Goal:
Return the entries below as a JSON list of strings with one string per line, leaving out any blank lines.

Data in this exercise:
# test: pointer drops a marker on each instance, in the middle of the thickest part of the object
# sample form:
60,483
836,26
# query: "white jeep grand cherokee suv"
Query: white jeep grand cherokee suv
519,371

Complete response:
[
  "# test: pointer drops a marker on each instance, in the middle of the thickest part of the object",
  "# sample form:",
  "60,483",
  "836,26",
  "# query: \"white jeep grand cherokee suv\"",
  "Query: white jeep grand cherokee suv",
  "519,371"
]